▶ [TAREFAS A REALIZAR]:
1) Transcreva do artigo sobre Aldo o trecho entre "No âmbito da" e "de 18 anos.", inclusive.
2) Dê continuidade ao artigo sobre Aldo a partir da última frase apresentada.

▶ [TEXTO DE ORIGEM]:
○ ○ ○ ○

Aldo: “A minha mãe preferia que eu fosse um bandido a ser homossexual”

Grivaldo de Jesus Loudoe é rosto do preconceito que ser gay representa em Timor-Leste/ Foto:Diligente

No âmbito da realização da 5ª marcha da diversidade de Timor-Leste, realizada hoje, 28 de julho, subordinada ao tema `Esperansa ba futuru ida naroman ho kor oioin´, em português, “Esperança para um futuro brilhante com diferentes cores”, o Diligente conta a história de Grivaldo de Jesus Loudoe, mais conhecido por Aldo, um jovem timorense homossexual, de 18 anos.

“A minha mãe preferia que eu fosse um bandido a ser homossexual, não me considera seu filho e pressiona-me para ser ‘um homem verdadeiro’. O meu pai ameaçou bater-me até me partir as pernas para eu não sair de casa e queria matar-me, cortar-me em pedaços e atirar-me ao mar. Tenho casa, mas não tenho lar. As pessoas gozam comigo e humilham-me. Tentei suicidar-me duas vezes. Da primeira vez, tomei 25 comprimidos, mas não morri. Depois de uma semana da primeira tentativa, ingeri 49 comprimidos, mas em vão.”

Os episódios relatados por Aldo não são caso único e refletem as dificuldades da comunidade LGBTQIA+ timorense.

○ ○ ○ ○

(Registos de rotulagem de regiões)
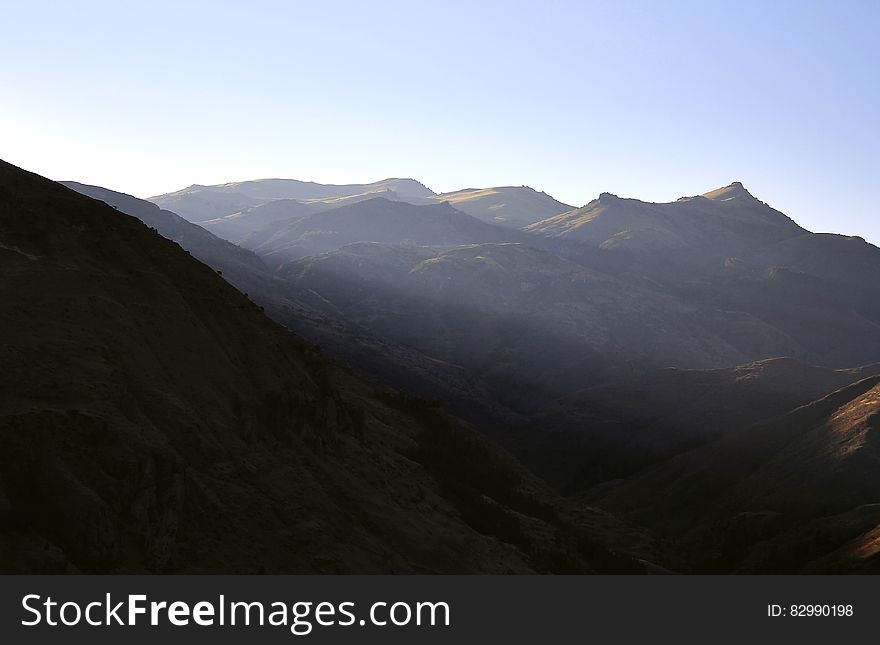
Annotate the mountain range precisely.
[0,165,880,573]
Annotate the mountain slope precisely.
[241,197,519,266]
[0,163,648,572]
[526,182,806,273]
[155,179,434,222]
[434,186,573,228]
[588,376,880,571]
[507,358,880,490]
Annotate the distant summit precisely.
[702,181,756,201]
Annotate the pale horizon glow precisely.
[0,0,880,243]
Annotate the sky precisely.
[0,0,880,243]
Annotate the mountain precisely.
[525,182,807,275]
[0,163,647,573]
[433,186,573,228]
[588,376,880,572]
[155,179,434,222]
[197,199,321,243]
[506,358,880,491]
[241,197,517,267]
[64,182,520,436]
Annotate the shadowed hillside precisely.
[0,163,646,573]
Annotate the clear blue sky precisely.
[0,0,880,243]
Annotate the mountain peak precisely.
[703,181,755,201]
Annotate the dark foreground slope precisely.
[0,163,647,572]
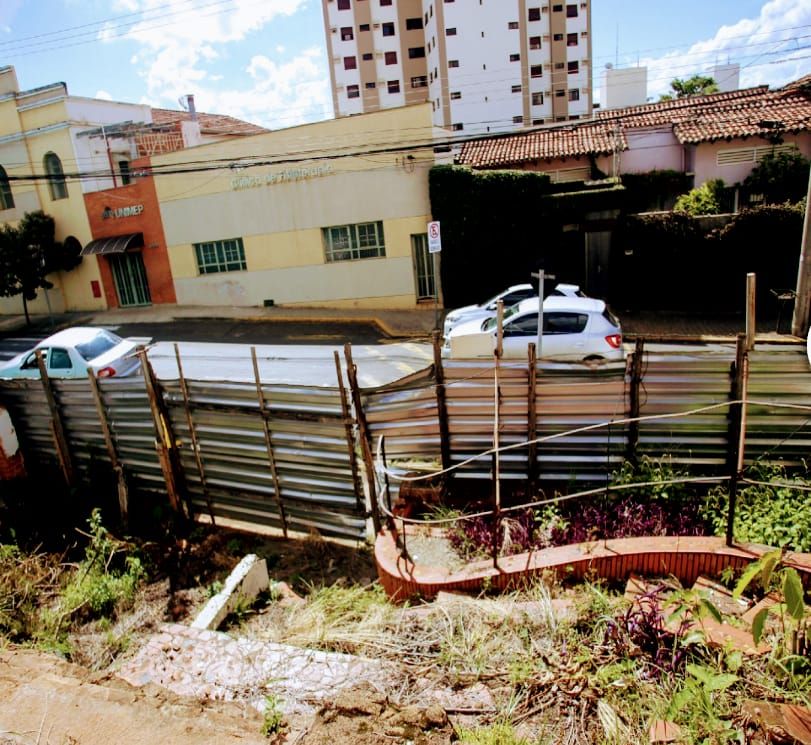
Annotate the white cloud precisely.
[639,0,811,100]
[99,0,331,127]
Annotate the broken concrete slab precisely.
[192,554,270,630]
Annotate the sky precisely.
[0,0,811,129]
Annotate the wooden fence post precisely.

○ ○ ○ ○

▶ [RESPOSTAS POR TAREFA]:
1)
No âmbito da realização da 5ª marcha da diversidade de Timor-Leste, realizada hoje, 28 de julho, subordinada ao tema `Esperansa ba futuru ida naroman ho kor oioin´, em português, “Esperança para um futuro brilhante com diferentes cores”, o Diligente conta a história de Grivaldo de Jesus Loudoe, mais conhecido por Aldo, um jovem timorense homossexual, de 18 anos.

2)
Bella Galhos, assessora do Presidente da República, José Ramos-Horta na área do empoderamento económico para as mulheres e ativista pelos direitos humanos, refere que os problemas que o Aldo relatou são comuns entre a comunidade. “Não tenho um número exato, mas sei que há um número elevado de pessoas a passarem por estas situações”.

Neste sentido, Galhos decidiu partilhar, na sua conta de Facebook, o encontro que teve com o Aldo e com o Presidente da República. Questionada sobre o porquê de ter tornado público o caso de Aldo, Bella respondeu que é uma realidade para a qual quer chamar a atenção, “com o objetivo de sensibilizar a população e, ao mesmo tempo, diminuir os casos de discriminação e agressão contra esta comunidade. Quero também encorajar todos os que sofrem a não ficarem em silêncio, a denunciarem as agressões de que são alvo, porque todas as pessoas merecem amor, respeito e proteção”.

Aldo contou ao Diligente que percebeu que era diferente quando estava no 4º ano do ensino básico e deu conta que preferia brincar com meninas e usar maquiagem. “Quando brincava com os rapazes, sentia-me diferente, sobretudo quando me tocavam, quando as minhas colegas me tocavam enquanto brincávamos, não sentia nada”. Até aos 17 anos, nunca teve coragem de contar aos pais. Foi em fevereiro deste ano que “saiu do armário”: “Eu não quero ser assim, pai e mãe, eu sou gay e faço parte da comunidade LGBTQIA+”.

O pai considerou que a situação poderia ser resolvida através de agressões: “Enquanto dependeres de mim, não te podes comportar como homossexual, se o fizeres, vou bater-te até agires como um ‘homem verdadeiro’”.

Depois de ser ameaçado de morte várias vezes pelo pai, mudou-se para casa da tia, no final de abril. “Não me sentia confortável a viver com os meus próprios pais.”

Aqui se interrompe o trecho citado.